Named object pointing items

===============

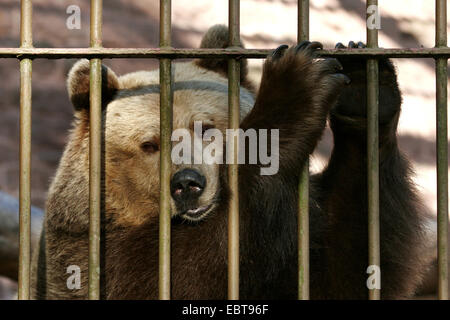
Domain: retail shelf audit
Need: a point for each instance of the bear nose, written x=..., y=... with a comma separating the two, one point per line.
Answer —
x=187, y=184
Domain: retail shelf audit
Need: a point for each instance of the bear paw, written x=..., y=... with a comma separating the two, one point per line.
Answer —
x=352, y=101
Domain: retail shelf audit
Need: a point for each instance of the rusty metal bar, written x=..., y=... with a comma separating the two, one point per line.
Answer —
x=26, y=40
x=166, y=101
x=233, y=173
x=303, y=187
x=172, y=53
x=442, y=151
x=373, y=155
x=95, y=152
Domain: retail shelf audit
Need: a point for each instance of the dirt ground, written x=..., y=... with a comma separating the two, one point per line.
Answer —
x=264, y=24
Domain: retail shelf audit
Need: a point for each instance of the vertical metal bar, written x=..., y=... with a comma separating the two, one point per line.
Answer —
x=233, y=123
x=25, y=152
x=303, y=187
x=166, y=98
x=441, y=150
x=95, y=152
x=373, y=155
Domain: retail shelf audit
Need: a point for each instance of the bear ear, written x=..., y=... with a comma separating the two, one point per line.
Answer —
x=78, y=85
x=217, y=38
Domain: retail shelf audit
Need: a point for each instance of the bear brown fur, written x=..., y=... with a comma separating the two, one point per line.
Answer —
x=298, y=92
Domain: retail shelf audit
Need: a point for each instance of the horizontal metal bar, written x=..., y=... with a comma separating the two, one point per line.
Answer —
x=159, y=53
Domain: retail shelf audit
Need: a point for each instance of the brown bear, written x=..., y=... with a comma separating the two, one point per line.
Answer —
x=298, y=92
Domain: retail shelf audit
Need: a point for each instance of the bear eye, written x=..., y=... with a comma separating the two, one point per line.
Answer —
x=149, y=147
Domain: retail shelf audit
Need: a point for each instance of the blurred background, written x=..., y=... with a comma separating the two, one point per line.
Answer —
x=264, y=24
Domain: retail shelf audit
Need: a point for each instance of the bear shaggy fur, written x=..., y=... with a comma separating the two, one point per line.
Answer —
x=298, y=93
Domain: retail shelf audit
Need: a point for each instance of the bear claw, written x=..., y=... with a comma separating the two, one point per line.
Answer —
x=278, y=52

===============

§ **WHAT THE TASK REQUIRES**
Recast all the items above as a two-column CSV headed item_text and item_answer, with one row per item. Put each item's text and its answer in their own quoted fields with line breaks turned into spaces, and leave the pictures out.

§ **FINAL ANSWER**
item_text,item_answer
"Domain: retail shelf audit Need: a point for each instance of the bear nose, written x=..., y=... with a comma separating the two, one point per line. Answer —","x=187, y=184"
"Domain: retail shelf audit Need: a point for each instance of the bear paw, written x=..., y=... with a comma separating the two, one point per line. Answer —","x=352, y=101"
"Domain: retail shelf audit Need: a point for each instance of the rusty metal bar, written x=..., y=... with a comma separating the two, one point per line. Answer —","x=26, y=40 x=166, y=101 x=233, y=173 x=303, y=187 x=172, y=53 x=442, y=151 x=373, y=155 x=95, y=152"
"Domain: retail shelf audit Need: a point for each instance of the dirt ground, written x=..., y=... with a comma separating the two, one point per line. Answer —","x=264, y=24"
"Domain: retail shelf audit Need: a point for each instance of the vertical metal bar, written x=..., y=... with a comma separating the two, one point per line. Answer —","x=233, y=123 x=25, y=152 x=303, y=187 x=166, y=98 x=441, y=150 x=95, y=152 x=373, y=155"
"Domain: retail shelf audit Need: a point for each instance of the bear ear, written x=..., y=... with a comma separating the two, one point per line. Answer —","x=78, y=85 x=217, y=38"
"Domain: retail shelf audit Need: a point for each instance of the bear brown fur, written x=..., y=... with a comma separating the two, one point per line. Answer —","x=298, y=92"
"Domain: retail shelf audit Need: a point for each instance of the horizontal metal bar, written x=..., y=... with a comma separating the two, one point per line. Answer —","x=159, y=53"
"Domain: retail shelf audit Need: a point for each instance of the brown bear, written x=..., y=... with a comma separating the two, one point per line. Answer —","x=298, y=92"
"Domain: retail shelf audit Need: a point for each instance of the bear eye, written x=..., y=... with a comma separating the two, one point per line. Answer —","x=149, y=147"
"Domain: retail shelf audit Need: a point for each instance of the blurred background, written x=..., y=... with a comma separating the two, one point per line. Answer —","x=264, y=24"
"Domain: retail shelf audit Need: a point for each instance of the bear shaggy fur, written x=..., y=... with a comma separating the two, one point per line. Answer —","x=298, y=93"
"Domain: retail shelf audit Need: a point for each instance of the bear claw, written x=..., y=... with a comma separating the two, one point per line. Answer —","x=278, y=52"